TASK DESCRIPTION -
There is one span to output from the data below: the lines starting at the line with "Query: power line" and ending at the line with "[1058, 664]". Output it exactly, ends included, nothing more.

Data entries
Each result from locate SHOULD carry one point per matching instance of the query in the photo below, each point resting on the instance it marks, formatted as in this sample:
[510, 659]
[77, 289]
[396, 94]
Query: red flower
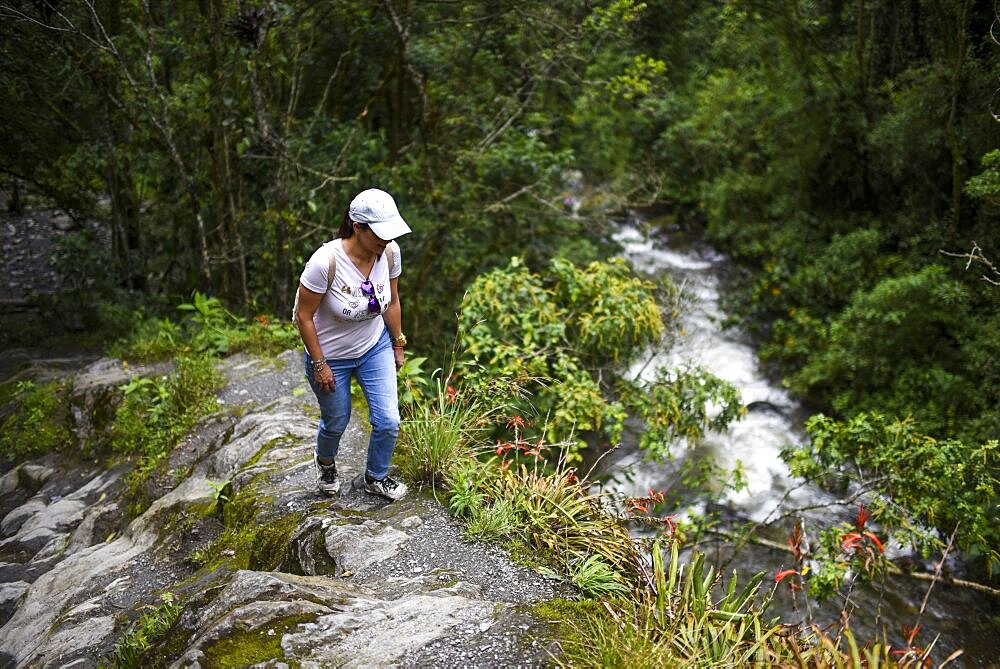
[636, 504]
[851, 540]
[671, 526]
[516, 421]
[878, 543]
[862, 517]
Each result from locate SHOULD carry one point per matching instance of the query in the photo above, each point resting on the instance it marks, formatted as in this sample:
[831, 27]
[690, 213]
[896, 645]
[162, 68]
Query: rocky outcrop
[265, 571]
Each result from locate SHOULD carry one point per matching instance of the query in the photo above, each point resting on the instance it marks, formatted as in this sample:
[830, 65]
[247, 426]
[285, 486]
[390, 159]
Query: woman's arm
[393, 317]
[308, 304]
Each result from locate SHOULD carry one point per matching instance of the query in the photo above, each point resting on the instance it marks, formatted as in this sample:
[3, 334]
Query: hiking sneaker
[327, 481]
[387, 487]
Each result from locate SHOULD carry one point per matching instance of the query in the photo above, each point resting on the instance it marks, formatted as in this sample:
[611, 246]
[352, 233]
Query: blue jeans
[376, 372]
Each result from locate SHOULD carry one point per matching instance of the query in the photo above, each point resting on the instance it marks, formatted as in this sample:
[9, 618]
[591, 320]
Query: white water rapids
[754, 444]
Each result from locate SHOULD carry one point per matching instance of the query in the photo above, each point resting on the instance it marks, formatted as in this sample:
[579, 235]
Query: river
[773, 497]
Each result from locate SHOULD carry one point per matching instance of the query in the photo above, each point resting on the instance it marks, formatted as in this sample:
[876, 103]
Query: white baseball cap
[376, 209]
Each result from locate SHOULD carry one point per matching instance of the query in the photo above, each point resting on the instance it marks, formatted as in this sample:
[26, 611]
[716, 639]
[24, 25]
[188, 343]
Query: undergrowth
[652, 609]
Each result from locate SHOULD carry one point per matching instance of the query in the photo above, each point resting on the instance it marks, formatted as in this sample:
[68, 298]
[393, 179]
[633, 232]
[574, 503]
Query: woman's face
[369, 240]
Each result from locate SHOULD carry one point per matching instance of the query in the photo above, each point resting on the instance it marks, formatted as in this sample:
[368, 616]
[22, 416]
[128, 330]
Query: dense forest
[844, 155]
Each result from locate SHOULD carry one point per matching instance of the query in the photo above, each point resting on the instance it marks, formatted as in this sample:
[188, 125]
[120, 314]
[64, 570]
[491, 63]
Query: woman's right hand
[324, 379]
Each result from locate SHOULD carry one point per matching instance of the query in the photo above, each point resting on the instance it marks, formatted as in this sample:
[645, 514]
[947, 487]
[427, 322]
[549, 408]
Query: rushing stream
[962, 617]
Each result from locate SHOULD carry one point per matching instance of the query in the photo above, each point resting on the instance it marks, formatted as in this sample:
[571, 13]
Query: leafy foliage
[144, 633]
[38, 422]
[945, 484]
[683, 403]
[548, 332]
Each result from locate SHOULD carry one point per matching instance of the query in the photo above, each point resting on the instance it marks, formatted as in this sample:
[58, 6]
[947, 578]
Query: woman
[352, 326]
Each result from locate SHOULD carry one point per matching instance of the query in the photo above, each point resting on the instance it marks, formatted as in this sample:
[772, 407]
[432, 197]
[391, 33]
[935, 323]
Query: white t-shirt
[346, 328]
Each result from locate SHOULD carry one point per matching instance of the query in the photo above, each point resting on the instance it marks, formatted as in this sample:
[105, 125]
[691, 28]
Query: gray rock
[12, 522]
[355, 547]
[11, 595]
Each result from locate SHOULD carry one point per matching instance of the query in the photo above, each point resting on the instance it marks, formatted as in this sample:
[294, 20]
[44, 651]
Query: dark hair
[346, 226]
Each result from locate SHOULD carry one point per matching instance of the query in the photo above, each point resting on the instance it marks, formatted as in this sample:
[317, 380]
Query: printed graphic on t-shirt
[355, 307]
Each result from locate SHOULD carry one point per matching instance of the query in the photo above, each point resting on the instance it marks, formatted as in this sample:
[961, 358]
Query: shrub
[39, 421]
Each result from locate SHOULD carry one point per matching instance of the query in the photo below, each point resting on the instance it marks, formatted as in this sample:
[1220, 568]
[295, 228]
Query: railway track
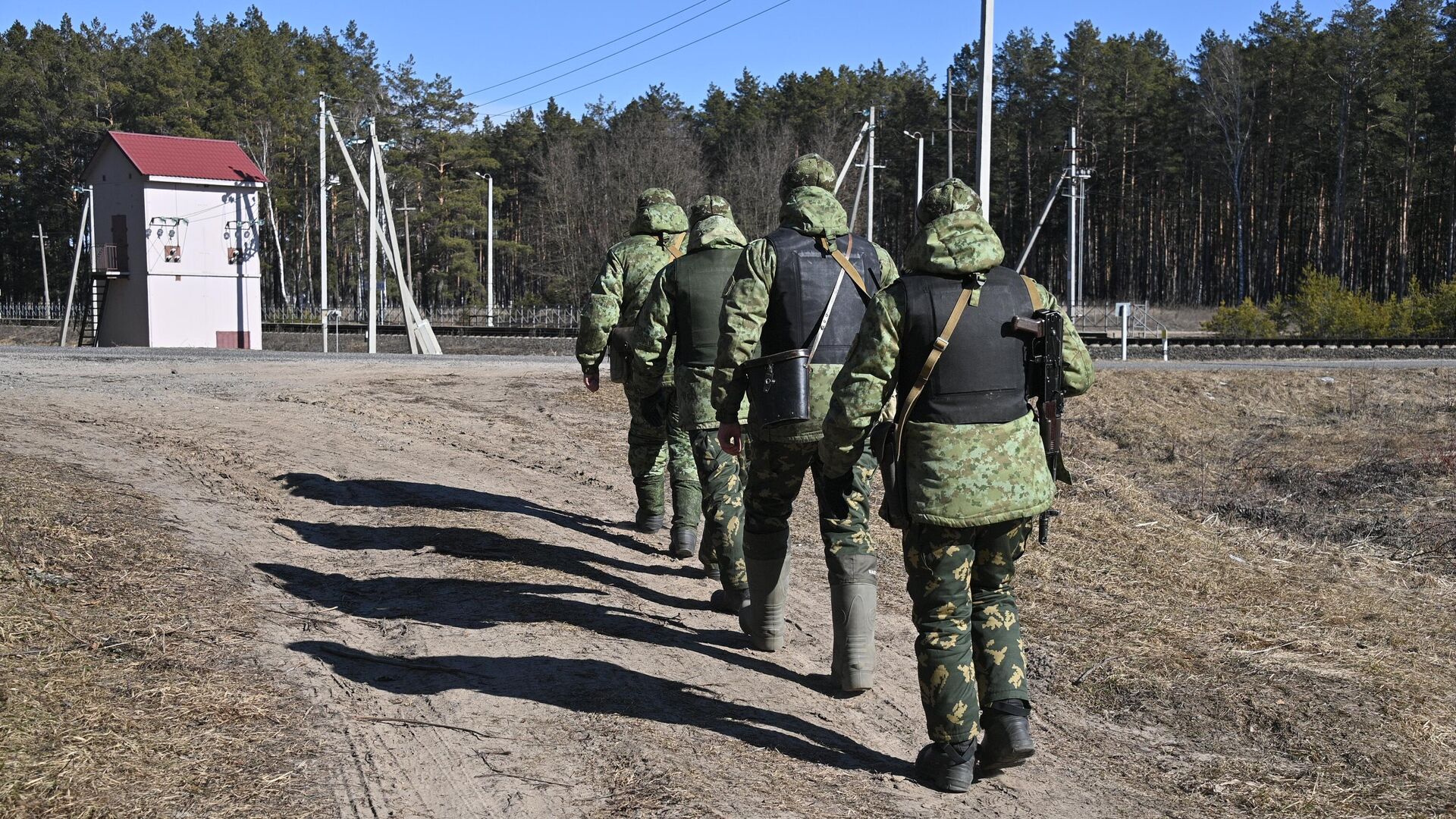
[1092, 338]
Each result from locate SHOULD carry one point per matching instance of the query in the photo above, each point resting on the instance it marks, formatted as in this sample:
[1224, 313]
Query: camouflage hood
[658, 219]
[814, 212]
[715, 232]
[956, 243]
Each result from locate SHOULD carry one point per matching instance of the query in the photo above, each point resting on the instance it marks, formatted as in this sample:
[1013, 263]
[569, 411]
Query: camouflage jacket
[813, 212]
[654, 335]
[957, 475]
[622, 286]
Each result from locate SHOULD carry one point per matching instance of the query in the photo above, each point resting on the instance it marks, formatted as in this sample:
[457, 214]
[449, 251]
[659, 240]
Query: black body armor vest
[801, 289]
[701, 280]
[982, 376]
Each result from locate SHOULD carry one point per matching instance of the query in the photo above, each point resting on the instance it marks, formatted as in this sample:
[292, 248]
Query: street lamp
[919, 180]
[490, 248]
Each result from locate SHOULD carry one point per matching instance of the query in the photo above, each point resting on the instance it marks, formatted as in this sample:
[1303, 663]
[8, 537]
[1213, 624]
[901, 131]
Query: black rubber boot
[1008, 735]
[685, 544]
[648, 523]
[946, 767]
[730, 601]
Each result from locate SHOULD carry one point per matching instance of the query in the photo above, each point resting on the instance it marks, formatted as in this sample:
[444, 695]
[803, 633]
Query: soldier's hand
[730, 438]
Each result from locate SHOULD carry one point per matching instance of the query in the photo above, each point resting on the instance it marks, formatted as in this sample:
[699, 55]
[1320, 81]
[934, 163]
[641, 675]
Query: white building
[177, 238]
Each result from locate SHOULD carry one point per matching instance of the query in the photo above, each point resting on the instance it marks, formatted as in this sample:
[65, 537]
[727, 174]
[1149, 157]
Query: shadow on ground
[482, 604]
[596, 687]
[383, 493]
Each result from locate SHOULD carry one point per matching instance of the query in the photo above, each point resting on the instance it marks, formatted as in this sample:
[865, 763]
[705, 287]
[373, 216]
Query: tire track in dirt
[460, 525]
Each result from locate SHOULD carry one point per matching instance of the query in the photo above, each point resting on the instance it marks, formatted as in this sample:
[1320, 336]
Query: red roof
[187, 158]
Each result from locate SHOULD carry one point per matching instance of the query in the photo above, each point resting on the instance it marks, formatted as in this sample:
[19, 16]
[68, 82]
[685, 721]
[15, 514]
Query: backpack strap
[941, 343]
[1034, 292]
[832, 248]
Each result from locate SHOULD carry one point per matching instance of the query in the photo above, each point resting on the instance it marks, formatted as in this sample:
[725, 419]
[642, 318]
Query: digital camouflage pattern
[775, 479]
[655, 328]
[813, 212]
[721, 477]
[658, 447]
[968, 651]
[622, 286]
[973, 490]
[956, 475]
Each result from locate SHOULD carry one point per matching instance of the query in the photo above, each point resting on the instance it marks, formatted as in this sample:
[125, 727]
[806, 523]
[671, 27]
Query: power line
[606, 57]
[587, 52]
[645, 61]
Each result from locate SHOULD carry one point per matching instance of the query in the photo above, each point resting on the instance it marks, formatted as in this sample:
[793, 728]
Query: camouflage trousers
[775, 479]
[970, 651]
[657, 447]
[721, 477]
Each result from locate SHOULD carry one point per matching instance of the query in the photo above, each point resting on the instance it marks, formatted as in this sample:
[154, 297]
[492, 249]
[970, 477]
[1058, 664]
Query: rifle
[1044, 385]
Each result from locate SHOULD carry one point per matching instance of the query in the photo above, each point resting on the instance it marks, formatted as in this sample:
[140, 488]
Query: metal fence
[544, 316]
[33, 311]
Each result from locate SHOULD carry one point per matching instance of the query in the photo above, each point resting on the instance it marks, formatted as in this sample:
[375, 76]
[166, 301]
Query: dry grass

YOUR RESPONSE -
Query: power line
[606, 57]
[587, 52]
[645, 61]
Each result from locate SHOULD carry one point per matching instance of the query in the photo above, each point resting on the instance it marks, formatted as in this sample:
[793, 728]
Query: camouflage trousers
[775, 479]
[970, 651]
[657, 447]
[721, 477]
Each result from locate SHOULD carry one point per matching instance of the query in the photo above, each point resting on the instance it marks, formatted as in this sample:
[154, 297]
[492, 249]
[970, 477]
[1058, 664]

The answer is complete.